Exercise directions: Revise the lines starting at the beginning of the data and ending at the line containing "negative clicks: (452, 568) (498, 511)", replacing "positive clicks" with "foreground clicks" and leaving everything else unchanged.

(Collected data entries)

☆ ☆ ☆ ☆ ☆

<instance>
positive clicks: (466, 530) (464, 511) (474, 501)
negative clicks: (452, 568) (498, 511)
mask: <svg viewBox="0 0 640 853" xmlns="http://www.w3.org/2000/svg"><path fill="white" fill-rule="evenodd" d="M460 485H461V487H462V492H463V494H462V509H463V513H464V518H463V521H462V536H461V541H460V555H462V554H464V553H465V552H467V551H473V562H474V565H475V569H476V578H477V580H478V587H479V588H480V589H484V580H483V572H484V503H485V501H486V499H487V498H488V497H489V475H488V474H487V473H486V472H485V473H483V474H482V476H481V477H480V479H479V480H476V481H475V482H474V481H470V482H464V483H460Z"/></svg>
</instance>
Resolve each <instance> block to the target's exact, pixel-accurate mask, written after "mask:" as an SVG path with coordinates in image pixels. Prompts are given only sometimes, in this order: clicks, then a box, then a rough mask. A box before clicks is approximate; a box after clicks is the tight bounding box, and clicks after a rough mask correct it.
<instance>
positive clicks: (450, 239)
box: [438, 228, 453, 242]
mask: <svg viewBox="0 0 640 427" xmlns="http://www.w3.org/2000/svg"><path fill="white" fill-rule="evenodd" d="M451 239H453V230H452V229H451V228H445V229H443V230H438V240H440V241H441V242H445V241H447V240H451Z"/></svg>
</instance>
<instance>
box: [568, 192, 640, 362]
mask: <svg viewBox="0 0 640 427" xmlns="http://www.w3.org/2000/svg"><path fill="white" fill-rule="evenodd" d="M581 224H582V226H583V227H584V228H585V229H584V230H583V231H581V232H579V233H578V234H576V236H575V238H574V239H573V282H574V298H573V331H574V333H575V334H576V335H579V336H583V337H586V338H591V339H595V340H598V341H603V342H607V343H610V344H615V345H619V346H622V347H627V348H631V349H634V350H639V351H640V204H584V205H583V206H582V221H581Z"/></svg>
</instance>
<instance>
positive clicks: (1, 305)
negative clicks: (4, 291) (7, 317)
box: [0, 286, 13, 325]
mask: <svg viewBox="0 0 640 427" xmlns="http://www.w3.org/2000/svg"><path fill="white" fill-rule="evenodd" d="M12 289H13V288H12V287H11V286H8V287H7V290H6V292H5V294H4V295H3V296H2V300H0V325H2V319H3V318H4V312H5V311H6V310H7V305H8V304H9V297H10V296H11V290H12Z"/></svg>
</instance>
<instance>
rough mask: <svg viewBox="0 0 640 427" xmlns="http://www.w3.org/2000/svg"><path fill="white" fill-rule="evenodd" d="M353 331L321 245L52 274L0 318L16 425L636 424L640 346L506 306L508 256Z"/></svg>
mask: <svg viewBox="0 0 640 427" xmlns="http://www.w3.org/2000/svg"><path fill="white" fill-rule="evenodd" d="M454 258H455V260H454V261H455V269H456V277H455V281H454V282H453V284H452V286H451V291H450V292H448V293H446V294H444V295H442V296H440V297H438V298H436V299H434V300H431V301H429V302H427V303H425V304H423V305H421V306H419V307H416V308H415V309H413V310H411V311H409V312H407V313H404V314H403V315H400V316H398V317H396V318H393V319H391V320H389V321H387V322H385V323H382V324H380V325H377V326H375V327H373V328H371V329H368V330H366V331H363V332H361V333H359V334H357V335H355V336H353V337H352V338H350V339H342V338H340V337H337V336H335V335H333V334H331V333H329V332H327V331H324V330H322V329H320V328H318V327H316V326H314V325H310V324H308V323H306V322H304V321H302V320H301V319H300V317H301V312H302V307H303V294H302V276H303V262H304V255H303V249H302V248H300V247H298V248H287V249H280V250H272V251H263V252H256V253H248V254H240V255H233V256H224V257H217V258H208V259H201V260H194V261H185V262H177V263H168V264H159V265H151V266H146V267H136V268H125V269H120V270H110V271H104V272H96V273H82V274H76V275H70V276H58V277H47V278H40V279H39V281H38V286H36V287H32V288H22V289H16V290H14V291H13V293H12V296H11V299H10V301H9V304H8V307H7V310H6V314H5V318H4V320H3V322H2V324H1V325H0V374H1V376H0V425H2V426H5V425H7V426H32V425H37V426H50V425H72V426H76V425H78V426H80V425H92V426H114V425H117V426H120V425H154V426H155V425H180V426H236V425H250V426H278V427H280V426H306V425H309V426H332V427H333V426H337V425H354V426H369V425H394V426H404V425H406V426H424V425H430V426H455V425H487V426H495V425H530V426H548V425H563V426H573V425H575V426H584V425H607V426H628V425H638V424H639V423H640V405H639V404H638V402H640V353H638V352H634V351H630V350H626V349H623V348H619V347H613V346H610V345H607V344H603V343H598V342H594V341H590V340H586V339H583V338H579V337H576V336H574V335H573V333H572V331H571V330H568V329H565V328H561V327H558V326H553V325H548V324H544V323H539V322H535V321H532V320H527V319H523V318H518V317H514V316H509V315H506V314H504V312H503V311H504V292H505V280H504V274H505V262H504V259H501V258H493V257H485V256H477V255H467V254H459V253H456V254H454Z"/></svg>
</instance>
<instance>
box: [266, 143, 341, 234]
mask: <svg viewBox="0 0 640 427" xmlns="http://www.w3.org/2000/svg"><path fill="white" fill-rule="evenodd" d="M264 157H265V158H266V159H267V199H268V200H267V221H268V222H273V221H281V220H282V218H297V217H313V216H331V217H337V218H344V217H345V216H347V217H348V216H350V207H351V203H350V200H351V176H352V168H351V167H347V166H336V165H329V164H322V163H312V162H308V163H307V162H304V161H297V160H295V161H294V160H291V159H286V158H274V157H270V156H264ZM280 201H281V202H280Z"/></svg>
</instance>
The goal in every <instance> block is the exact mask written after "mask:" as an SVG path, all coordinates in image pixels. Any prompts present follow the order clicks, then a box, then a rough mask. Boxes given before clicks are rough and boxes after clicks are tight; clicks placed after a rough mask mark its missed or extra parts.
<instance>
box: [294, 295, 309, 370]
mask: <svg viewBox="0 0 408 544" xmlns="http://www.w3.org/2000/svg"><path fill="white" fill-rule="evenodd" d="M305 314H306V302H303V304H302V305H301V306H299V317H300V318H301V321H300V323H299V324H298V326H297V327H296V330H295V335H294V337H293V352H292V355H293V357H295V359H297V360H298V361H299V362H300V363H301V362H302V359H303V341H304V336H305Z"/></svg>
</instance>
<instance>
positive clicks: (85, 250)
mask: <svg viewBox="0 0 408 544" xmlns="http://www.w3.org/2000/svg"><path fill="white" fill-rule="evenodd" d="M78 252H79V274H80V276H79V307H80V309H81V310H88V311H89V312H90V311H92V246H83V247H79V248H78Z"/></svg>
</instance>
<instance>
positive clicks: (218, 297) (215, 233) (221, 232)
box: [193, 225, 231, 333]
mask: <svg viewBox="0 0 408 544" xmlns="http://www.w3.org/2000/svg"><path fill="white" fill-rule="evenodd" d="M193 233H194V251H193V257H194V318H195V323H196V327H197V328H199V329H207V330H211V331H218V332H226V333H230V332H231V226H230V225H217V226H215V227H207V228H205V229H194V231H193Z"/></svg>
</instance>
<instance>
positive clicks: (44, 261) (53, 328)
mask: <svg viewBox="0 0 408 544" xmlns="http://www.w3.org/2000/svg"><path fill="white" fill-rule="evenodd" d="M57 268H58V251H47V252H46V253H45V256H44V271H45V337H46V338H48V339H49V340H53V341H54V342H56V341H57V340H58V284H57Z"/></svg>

☆ ☆ ☆ ☆ ☆

Written answer:
<instance>
foreground clicks: (466, 530) (464, 511) (474, 501)
negative clicks: (452, 568) (498, 511)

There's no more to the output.